Start

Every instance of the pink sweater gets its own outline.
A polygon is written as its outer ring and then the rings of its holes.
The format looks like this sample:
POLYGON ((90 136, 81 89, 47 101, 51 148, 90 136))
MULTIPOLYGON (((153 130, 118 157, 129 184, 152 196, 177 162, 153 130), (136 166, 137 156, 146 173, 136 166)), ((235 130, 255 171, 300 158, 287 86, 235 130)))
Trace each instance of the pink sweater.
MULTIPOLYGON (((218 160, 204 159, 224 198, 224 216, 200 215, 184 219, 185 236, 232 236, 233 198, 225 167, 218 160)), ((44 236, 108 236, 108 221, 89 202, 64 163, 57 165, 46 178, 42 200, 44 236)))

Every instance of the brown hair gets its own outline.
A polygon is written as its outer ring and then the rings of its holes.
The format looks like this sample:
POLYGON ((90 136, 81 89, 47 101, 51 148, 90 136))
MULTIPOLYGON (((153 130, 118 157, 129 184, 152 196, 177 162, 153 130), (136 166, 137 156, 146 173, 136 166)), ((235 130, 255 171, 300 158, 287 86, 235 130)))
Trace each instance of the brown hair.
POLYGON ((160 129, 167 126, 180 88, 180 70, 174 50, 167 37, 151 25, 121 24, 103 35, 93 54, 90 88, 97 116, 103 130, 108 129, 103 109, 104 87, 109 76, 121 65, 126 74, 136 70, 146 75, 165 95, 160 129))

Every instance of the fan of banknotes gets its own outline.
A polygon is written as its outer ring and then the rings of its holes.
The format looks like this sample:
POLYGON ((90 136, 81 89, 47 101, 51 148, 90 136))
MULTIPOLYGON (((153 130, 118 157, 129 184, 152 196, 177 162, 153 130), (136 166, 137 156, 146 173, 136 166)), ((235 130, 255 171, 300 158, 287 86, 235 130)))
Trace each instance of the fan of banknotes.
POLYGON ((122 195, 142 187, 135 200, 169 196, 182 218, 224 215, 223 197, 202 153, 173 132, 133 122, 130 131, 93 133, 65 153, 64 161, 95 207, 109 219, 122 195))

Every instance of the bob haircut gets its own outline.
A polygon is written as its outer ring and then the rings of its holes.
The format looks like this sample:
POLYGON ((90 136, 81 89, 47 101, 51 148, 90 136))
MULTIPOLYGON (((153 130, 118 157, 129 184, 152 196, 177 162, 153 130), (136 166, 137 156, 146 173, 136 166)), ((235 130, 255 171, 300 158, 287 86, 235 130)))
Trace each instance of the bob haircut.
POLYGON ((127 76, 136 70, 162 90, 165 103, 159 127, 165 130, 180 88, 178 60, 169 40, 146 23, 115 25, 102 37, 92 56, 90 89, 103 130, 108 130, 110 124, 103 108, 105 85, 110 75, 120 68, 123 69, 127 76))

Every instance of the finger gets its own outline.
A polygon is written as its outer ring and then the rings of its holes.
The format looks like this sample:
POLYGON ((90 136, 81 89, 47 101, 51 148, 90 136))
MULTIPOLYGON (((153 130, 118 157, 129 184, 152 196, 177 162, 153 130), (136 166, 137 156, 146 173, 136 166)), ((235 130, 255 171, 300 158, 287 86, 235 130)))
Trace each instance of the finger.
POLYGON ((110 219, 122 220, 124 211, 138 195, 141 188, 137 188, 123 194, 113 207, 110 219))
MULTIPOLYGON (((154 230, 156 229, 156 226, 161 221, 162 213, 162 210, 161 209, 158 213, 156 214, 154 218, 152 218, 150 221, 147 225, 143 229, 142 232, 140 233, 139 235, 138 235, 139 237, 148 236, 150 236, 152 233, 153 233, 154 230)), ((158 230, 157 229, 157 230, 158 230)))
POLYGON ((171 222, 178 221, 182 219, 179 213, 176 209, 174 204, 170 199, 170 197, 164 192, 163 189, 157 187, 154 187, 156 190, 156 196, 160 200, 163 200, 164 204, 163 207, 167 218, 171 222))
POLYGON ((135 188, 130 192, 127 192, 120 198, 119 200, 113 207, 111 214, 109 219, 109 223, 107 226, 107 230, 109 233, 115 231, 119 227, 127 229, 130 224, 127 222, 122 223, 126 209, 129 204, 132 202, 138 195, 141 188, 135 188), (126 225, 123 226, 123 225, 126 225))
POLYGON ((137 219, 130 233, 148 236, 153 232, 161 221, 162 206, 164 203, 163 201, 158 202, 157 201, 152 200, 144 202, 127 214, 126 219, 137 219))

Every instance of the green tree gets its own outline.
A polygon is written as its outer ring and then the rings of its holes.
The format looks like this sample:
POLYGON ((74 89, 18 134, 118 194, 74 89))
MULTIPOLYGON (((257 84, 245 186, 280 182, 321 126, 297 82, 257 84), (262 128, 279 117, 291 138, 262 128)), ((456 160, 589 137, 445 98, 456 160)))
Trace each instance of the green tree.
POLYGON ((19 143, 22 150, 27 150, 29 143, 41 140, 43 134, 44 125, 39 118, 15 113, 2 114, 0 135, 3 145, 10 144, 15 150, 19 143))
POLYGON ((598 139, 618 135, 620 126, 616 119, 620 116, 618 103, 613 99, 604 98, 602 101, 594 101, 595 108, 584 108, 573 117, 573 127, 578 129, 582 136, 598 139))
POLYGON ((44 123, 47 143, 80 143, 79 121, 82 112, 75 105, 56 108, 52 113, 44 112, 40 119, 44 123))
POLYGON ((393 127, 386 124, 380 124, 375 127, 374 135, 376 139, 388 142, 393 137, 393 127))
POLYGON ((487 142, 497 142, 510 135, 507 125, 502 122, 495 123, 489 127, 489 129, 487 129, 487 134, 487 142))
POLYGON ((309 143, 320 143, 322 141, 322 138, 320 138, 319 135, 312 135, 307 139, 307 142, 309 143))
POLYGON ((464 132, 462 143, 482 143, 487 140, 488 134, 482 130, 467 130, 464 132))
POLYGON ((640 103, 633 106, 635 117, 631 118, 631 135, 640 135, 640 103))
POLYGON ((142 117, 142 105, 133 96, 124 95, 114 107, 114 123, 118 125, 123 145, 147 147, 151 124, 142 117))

End

Stated task
Rewrite everything from the line containing "Every instance of the bob" down to the line containing "POLYGON ((127 76, 136", changing "bob haircut" to "pixie cut" and keeping the rest of those lines the same.

Output of the task
Every instance of the pixie cut gets its own outline.
A polygon is written as its outer ring and then the rings of its holes.
The format looks like this sample:
POLYGON ((90 136, 81 89, 47 101, 51 148, 90 136))
MULTIPOLYGON (((153 130, 118 157, 129 184, 152 196, 177 162, 153 130), (136 166, 137 156, 146 173, 136 166)), ((235 130, 255 171, 300 158, 287 86, 235 130)))
Trace each instance of the pixie cut.
POLYGON ((127 76, 136 70, 162 90, 165 103, 159 127, 165 130, 180 88, 178 60, 169 40, 146 23, 115 25, 102 37, 92 56, 90 89, 103 130, 108 130, 110 124, 103 108, 105 85, 110 75, 120 68, 123 69, 127 76))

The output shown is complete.